Work instruction 1 - Translate the sentence "She said she was a diabetologist." from the travel post below into Spanish.
Work instruction 2 - Write out the stretch of the travel post from "I had a good" through "to another queue." verbatim.

Text section -
Halfway ’round the world


Yeah, so I’m back at school. For atleast a year more. Lots of things to look forward to, lots to do, and all that.

I had a good flight back, mainly because I made sure to specify my meal preferences and stay awake during mealtimes so that I’m not overlooked when they come by serving the Ind-Veg maincourse. Ideally, a good flight should pass without incident, but turns out you can have an even better flight when things happen, as long as they are not happening to you πŸ™‚

Waiting Room
So at Immigration in Bangalore, I was stuck in the slowest possible queue there was. I was made repeatedly aware of this fact by the gentleman behind me, who had a flight in twenty minutes, and still had to clear Immigration and Security. Expectedly, he was shifty and whiny. It turned out that the reason for the slowness was this lady who was just not being cleared by the guy at the counter. Ten minutes later, I was at the counter, and the gentleman behind me had long gone as he shifted to another queue.
I saw the lady later and asked her just why had they held her up for so long. She said she was a diabetologist. And the guy at the counter was a diabetic. And kept shoving his prescriptions into her face, asking if she could recommend some tests, and if the medicines he was taking now were fine.

Really now, are people that unprofessional? Bah!

Records shown -

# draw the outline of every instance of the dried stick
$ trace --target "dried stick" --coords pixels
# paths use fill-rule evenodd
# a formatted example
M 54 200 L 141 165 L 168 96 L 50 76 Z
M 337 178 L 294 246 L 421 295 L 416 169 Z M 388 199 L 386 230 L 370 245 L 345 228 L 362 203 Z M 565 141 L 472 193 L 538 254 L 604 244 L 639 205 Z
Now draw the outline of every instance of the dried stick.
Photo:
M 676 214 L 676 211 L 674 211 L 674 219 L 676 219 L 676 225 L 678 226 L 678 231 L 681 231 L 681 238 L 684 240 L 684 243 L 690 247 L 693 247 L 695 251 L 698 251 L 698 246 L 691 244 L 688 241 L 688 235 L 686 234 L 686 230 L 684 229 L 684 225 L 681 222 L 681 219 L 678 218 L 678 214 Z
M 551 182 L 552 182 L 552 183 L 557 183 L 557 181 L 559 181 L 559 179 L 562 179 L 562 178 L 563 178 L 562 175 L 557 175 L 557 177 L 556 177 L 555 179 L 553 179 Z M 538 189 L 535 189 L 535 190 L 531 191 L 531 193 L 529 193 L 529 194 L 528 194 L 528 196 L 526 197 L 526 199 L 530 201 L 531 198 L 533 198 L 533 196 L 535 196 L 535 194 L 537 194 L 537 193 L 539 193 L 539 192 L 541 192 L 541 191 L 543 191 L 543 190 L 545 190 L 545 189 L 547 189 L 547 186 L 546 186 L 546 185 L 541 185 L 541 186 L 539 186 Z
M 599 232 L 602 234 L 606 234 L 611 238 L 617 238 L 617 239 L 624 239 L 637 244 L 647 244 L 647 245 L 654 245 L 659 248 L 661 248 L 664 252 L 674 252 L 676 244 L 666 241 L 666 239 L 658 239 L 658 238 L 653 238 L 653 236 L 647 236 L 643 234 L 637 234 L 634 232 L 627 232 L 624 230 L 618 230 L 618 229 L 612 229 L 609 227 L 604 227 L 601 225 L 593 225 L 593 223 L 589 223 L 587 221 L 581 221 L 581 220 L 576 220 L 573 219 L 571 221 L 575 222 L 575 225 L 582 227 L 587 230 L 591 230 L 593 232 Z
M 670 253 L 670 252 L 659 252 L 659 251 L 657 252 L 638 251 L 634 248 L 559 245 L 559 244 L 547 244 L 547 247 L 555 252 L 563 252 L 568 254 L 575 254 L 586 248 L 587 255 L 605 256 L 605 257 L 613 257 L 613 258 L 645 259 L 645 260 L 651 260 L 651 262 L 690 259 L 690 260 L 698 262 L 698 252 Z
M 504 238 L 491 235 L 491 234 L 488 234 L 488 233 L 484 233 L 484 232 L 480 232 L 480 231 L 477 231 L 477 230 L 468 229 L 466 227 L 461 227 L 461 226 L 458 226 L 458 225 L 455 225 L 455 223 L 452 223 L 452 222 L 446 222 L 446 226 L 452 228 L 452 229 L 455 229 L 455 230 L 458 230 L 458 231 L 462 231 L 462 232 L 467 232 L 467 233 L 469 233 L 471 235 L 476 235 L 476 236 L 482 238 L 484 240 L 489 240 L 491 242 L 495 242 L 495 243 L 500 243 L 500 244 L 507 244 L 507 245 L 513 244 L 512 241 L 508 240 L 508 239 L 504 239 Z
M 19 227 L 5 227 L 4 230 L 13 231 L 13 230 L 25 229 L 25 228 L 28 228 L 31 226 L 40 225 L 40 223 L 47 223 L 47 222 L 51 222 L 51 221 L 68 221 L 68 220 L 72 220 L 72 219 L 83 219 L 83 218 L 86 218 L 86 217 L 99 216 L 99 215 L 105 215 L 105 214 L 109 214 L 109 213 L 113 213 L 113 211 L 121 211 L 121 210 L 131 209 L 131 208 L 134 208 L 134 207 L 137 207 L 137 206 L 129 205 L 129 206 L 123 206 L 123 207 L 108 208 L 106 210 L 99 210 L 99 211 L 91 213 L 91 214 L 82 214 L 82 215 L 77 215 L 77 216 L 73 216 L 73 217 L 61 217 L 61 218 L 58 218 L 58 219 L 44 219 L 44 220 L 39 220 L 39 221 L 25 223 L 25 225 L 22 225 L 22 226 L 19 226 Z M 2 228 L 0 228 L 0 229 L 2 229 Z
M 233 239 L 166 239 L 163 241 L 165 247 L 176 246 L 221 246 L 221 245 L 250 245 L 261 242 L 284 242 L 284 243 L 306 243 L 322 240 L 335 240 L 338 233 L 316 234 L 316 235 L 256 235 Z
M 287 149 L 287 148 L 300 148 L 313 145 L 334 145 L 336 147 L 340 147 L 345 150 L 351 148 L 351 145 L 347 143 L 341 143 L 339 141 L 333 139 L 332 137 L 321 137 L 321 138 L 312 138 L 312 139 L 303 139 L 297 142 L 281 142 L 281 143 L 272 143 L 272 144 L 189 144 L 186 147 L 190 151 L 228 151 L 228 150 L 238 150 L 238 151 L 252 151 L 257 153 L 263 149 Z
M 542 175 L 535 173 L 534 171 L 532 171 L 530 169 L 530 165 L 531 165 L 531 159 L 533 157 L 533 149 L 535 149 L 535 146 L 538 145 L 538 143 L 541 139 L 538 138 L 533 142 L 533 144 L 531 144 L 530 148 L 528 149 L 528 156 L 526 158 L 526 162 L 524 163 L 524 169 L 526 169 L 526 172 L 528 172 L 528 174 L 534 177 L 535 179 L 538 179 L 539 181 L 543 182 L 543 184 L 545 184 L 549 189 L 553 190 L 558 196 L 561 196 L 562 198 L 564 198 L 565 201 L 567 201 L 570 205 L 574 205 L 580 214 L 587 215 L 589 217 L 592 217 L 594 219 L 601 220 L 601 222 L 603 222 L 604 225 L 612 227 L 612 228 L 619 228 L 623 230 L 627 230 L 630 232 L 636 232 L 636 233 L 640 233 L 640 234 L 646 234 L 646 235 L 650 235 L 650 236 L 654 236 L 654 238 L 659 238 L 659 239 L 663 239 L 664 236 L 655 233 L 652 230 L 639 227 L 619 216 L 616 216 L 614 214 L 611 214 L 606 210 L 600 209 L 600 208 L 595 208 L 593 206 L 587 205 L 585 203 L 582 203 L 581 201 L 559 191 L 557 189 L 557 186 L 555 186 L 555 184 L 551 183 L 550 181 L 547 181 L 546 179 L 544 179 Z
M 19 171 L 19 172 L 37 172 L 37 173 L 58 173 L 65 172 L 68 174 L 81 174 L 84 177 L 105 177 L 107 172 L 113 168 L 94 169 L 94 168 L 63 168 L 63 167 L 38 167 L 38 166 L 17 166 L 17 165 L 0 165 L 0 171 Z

Your response 1 - Dijo que era diabetóloga.

Your response 2 -
I had a good flight back, mainly because I made sure to specify my meal preferences and stay awake during mealtimes so that I’m not overlooked when they come by serving the Ind-Veg maincourse. Ideally, a good flight should pass without incident, but turns out you can have an even better flight when things happen, as long as they are not happening to you πŸ™‚

Waiting Room
So at Immigration in Bangalore, I was stuck in the slowest possible queue there was. I was made repeatedly aware of this fact by the gentleman behind me, who had a flight in twenty minutes, and still had to clear Immigration and Security. Expectedly, he was shifty and whiny. It turned out that the reason for the slowness was this lady who was just not being cleared by the guy at the counter. Ten minutes later, I was at the counter, and the gentleman behind me had long gone as he shifted to another queue.